* Rows from a pointing dataset:
----------

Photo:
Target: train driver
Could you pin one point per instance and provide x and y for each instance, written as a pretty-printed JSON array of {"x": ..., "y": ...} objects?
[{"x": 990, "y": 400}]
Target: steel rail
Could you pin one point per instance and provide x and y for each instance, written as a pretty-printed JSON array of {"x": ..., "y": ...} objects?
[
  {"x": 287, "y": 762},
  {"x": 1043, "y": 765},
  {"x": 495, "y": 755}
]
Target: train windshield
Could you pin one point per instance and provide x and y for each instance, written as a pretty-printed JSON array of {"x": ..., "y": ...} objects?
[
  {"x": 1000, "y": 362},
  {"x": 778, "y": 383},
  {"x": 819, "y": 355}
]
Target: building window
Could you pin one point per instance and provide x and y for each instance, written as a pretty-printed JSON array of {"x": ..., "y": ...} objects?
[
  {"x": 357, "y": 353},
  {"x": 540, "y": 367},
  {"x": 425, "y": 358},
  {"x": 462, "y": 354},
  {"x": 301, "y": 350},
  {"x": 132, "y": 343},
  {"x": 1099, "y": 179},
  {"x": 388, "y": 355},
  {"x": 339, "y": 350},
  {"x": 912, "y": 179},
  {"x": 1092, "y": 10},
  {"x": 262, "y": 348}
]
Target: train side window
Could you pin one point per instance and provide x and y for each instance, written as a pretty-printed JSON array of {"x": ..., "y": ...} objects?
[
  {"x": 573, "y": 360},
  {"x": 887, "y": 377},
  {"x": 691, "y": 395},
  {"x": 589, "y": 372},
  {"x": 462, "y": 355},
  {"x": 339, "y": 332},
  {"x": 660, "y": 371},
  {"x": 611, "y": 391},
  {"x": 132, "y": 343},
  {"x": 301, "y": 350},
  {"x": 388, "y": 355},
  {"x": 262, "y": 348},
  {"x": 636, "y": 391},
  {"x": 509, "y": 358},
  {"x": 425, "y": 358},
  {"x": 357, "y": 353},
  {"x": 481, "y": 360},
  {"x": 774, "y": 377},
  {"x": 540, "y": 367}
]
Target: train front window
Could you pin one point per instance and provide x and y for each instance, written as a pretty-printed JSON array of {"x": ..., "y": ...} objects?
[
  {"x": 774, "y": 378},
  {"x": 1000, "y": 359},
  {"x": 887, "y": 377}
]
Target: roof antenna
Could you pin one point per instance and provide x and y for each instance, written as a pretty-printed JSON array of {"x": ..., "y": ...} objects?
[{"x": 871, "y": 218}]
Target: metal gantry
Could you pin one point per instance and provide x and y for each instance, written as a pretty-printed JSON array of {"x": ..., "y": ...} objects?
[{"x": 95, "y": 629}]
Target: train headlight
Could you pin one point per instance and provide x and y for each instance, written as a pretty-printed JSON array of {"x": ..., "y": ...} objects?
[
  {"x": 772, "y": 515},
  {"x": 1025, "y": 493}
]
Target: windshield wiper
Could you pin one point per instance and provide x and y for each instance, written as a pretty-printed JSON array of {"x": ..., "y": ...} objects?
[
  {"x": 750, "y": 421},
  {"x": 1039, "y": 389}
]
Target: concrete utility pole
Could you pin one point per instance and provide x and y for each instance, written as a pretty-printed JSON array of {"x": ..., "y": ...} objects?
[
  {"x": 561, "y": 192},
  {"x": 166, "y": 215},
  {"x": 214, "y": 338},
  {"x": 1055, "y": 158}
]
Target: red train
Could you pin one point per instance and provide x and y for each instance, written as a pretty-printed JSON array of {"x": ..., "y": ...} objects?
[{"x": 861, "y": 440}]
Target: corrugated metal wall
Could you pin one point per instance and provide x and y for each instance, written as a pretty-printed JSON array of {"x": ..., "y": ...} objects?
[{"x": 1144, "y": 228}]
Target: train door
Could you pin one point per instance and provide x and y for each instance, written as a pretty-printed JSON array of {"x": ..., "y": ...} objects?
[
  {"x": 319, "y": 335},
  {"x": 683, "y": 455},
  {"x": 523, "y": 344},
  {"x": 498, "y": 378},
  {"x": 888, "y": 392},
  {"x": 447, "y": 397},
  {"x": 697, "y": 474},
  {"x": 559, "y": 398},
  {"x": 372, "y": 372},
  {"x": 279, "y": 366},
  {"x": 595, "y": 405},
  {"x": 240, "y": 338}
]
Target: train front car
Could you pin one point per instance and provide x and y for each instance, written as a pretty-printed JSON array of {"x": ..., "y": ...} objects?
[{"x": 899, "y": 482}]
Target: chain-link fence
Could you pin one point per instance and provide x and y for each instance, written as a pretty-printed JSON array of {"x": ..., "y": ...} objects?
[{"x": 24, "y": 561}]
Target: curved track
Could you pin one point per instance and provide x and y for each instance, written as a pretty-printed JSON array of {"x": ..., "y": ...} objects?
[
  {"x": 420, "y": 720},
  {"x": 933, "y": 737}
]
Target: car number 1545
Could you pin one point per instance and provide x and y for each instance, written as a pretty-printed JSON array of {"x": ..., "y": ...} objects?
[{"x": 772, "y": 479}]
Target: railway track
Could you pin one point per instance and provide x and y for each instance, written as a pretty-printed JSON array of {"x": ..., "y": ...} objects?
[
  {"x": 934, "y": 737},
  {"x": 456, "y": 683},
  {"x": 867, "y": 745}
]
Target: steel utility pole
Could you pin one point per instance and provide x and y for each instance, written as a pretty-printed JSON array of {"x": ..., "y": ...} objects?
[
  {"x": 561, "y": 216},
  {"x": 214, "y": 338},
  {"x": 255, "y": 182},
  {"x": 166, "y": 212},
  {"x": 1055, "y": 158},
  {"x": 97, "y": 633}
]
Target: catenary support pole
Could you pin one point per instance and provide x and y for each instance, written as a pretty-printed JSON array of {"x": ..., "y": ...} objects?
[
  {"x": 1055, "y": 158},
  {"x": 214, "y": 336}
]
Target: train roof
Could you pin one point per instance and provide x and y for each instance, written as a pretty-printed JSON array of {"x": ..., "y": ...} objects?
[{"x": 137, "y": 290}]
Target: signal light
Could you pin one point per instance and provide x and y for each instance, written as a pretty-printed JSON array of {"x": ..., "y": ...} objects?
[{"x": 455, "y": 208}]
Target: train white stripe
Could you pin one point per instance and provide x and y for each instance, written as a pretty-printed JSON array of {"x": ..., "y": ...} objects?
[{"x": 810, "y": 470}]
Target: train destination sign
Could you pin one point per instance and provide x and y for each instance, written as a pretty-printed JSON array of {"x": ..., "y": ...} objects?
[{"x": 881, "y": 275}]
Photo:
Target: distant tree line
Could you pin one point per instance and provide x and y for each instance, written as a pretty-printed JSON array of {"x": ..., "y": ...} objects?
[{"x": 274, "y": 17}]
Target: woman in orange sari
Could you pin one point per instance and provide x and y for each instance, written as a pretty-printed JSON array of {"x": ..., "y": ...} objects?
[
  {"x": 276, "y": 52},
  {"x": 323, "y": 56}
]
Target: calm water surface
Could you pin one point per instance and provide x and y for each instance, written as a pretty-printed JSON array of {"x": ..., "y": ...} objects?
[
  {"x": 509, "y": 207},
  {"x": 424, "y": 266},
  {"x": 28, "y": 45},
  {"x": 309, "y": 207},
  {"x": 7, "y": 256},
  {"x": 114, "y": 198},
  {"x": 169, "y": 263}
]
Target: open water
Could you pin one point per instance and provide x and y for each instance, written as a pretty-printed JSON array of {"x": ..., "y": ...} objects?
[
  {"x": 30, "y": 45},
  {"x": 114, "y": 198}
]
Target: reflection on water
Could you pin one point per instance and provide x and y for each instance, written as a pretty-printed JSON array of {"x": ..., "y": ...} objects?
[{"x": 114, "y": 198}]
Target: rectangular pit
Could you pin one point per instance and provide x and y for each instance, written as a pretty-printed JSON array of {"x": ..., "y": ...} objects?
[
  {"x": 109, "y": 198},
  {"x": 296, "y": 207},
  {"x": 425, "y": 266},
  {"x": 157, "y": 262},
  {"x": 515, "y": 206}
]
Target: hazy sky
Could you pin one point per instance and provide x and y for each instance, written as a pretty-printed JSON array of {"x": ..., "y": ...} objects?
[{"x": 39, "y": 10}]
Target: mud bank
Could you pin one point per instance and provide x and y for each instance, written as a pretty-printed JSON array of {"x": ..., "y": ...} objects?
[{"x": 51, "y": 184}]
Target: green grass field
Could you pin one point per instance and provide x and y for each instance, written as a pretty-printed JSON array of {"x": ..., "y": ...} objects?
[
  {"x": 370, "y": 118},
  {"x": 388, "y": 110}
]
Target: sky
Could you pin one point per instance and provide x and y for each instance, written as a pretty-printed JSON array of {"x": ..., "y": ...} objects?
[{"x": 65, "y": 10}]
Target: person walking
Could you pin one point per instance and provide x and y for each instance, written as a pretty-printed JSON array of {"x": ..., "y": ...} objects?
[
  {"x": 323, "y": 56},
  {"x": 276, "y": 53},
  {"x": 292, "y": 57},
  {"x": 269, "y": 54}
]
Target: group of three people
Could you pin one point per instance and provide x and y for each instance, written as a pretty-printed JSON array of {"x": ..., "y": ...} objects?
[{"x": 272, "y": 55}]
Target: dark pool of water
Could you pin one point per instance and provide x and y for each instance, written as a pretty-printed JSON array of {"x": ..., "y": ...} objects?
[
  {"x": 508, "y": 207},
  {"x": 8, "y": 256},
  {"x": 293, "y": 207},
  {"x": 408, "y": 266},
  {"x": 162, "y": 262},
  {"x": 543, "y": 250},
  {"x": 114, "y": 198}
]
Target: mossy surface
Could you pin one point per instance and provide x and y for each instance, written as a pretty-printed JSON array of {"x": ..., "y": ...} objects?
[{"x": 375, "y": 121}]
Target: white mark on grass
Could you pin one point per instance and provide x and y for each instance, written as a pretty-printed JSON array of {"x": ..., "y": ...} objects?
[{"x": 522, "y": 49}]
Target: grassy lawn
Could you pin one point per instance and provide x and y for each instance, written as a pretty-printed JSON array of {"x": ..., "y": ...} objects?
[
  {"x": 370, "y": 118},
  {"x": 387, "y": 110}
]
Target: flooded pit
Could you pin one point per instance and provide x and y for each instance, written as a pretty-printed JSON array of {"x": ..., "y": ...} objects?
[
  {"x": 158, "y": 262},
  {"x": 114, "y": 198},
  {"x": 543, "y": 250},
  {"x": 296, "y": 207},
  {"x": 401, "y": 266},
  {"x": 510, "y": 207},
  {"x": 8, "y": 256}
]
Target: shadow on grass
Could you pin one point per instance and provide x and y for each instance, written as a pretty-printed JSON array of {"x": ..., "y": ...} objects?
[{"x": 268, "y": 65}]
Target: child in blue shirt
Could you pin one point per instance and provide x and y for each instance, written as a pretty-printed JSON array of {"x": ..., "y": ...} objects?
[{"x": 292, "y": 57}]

----------

* Requirement:
Copy the lines starting at the one containing "Target: shadow on grass" and ending at the end of the records, with no changes.

* Result below:
Target: shadow on grass
Could you pin one point per instance and provide x and y for each instance, written as a pretty-printed JSON array of {"x": ..., "y": ...} objects?
[{"x": 268, "y": 65}]
Target: child in blue shirt
Could you pin one point per instance and provide x and y for each instance, written as a pretty-printed JSON array of {"x": ..., "y": ...} objects?
[{"x": 292, "y": 57}]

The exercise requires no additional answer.